THE PROBLEM | Each record must be printed again exactly as given.

########

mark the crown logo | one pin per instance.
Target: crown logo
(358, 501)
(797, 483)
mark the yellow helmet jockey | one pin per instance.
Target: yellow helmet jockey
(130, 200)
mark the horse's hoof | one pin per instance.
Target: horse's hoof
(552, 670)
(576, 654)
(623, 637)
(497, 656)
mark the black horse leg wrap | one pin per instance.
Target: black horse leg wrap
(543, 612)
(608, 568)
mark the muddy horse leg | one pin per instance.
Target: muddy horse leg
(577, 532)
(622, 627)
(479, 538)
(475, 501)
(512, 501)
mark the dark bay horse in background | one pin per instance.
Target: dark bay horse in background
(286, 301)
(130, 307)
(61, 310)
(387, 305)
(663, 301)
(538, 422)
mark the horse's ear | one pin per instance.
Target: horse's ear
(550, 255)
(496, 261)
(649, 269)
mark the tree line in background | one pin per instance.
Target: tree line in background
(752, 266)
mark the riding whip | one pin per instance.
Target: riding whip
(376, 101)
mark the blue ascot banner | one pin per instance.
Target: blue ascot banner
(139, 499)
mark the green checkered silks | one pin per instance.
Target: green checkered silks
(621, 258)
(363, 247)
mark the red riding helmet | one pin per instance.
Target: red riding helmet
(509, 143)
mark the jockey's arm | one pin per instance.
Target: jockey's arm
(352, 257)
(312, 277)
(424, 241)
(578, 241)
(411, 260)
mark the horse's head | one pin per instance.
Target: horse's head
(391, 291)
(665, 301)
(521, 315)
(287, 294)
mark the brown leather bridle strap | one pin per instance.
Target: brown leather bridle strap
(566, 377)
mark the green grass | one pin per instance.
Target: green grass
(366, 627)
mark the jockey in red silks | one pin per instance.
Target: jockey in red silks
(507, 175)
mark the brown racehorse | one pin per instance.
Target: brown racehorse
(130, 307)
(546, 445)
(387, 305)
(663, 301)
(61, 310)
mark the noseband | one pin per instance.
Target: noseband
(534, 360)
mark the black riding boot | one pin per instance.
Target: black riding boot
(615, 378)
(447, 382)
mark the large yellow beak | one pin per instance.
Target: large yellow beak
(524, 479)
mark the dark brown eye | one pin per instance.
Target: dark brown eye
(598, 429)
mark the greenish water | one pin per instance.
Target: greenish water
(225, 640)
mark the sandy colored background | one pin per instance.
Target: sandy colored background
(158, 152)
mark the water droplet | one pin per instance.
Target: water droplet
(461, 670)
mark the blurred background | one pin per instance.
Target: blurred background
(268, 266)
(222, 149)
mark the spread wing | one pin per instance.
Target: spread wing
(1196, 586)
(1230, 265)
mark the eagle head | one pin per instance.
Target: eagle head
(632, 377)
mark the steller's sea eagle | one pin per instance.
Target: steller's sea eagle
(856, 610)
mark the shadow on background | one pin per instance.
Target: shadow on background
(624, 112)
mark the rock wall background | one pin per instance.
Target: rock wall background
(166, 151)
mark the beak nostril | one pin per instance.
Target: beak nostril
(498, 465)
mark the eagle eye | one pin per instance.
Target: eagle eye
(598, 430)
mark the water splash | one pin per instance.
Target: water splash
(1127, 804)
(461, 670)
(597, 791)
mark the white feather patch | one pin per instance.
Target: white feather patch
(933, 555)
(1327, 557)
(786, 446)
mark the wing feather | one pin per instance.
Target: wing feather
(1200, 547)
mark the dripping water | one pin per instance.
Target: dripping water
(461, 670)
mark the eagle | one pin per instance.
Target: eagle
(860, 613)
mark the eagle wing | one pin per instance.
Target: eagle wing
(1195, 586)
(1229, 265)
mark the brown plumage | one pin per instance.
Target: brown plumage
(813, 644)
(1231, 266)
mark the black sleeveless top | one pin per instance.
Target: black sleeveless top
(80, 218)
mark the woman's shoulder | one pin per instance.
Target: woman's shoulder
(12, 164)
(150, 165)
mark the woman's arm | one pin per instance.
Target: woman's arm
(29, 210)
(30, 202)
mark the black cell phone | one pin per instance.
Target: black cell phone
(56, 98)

########

TASK OUTPUT |
mark the crown logo | one pin per instance.
Target: crown logo
(358, 501)
(797, 483)
mark the yellow helmet jockey | one pin per instance.
Target: yellow helmet jockey
(130, 200)
mark the horse's hoof | one pin per instance.
Target: horse's hoof
(552, 670)
(576, 654)
(623, 637)
(497, 656)
mark the black horse leg wrap | one pin per instance.
Target: black horse leg wrap
(543, 612)
(608, 568)
mark the muddy horse leg | one pin per instance.
Target: muddy horse leg
(577, 532)
(622, 627)
(479, 538)
(475, 501)
(512, 501)
mark the dark bay horse in background | one pin per instance.
Target: dark bay horse in background
(286, 301)
(130, 307)
(61, 310)
(387, 305)
(663, 301)
(538, 422)
mark the horse's ear | one pin per instance.
Target: horse's ear
(550, 255)
(496, 261)
(649, 269)
mark the tree line in background | one pin per instance.
Target: tree line in background
(752, 266)
mark the riding whip | one pin per instance.
Target: riding whip
(376, 101)
mark the blue ascot banner | one pin per instance.
Target: blue ascot banner
(139, 499)
mark the green checkered silks | one pin per instance.
Target: green checkered silks
(621, 258)
(363, 247)
mark the red riding helmet | one pin per instance.
Target: red riding helmet
(509, 143)
mark the jockey's arm | one pin per instance.
Target: jockey's arm
(352, 257)
(312, 277)
(424, 241)
(578, 241)
(411, 260)
mark the horse's head | one pin per instance.
Target: horse's head
(391, 291)
(665, 301)
(521, 315)
(287, 294)
mark the brown leather bridle strap | one pin per instance.
Target: brown leather bridle strap
(566, 377)
mark the green grass | one pin per instance.
Target: green grass
(366, 627)
mark the jockey in red silks | one pin per instance.
Target: jockey in red silks
(507, 175)
mark the brown racehorse | one pin per instance.
Target: brown racehorse
(130, 307)
(546, 445)
(387, 305)
(663, 301)
(61, 310)
mark the noseband | one pin per instance.
Target: noseband
(534, 360)
mark the black riding boot | one pin per instance.
Target: black riding boot
(615, 378)
(447, 382)
mark the large yellow beak | one pin per instance.
Target: large yellow beak
(524, 479)
mark the dark brown eye | one pin per instance.
Target: dark brown eye
(598, 429)
mark the greenish water | one pin per instance.
Target: greenish water
(225, 640)
mark the sandy colored background | one pin per instance.
Target: sandy colored background
(158, 152)
mark the water droplet | one pin per instance.
Target: water droplet
(461, 670)
mark the blurred background | one pin per instance.
Target: blurred background
(268, 266)
(222, 149)
mark the spread wing | one pin per instance.
Target: spread wing
(1196, 586)
(1230, 265)
mark the eagle head | one pin per instance.
Target: eagle head
(632, 377)
mark the steller's sea eagle | one pin per instance.
Target: steller's sea eagle
(856, 610)
mark the shadow on background | one pin per instance.
Target: shadow on background
(624, 112)
mark the rock wall background | one pin per instance.
Target: rock wall background
(166, 151)
mark the beak nostril | one pin per instance.
Target: beak nostril
(498, 465)
mark the eagle eye | one pin per instance.
Target: eagle eye
(598, 430)
mark the water splash | one pin per instance.
Target: water splash
(1127, 804)
(461, 670)
(597, 791)
mark the white feather patch | one pin per instance.
Target: white feather patch
(933, 555)
(1327, 557)
(786, 446)
mark the wing feather | one pin per instance.
Target: wing feather
(1200, 547)
mark the dripping water | one pin per instance.
Target: dripping water
(461, 670)
mark the eagle | one pin per instance.
Target: eagle
(860, 613)
mark the eagle wing | one pin per instance.
Target: eagle wing
(1195, 586)
(1229, 265)
mark the brown plumage | one pin per instance.
Target: brown plumage
(813, 644)
(1231, 266)
mark the black sleeveless top | one pin per instance.
Target: black sleeveless top
(80, 218)
mark the woman's shoulder | one pin per instance.
Target: woman's shoulder
(12, 164)
(150, 165)
mark the woman's arm | one pin per instance.
Target: woman's arm
(29, 210)
(30, 202)
mark the black cell phone | one pin per instance.
Target: black cell phone
(56, 98)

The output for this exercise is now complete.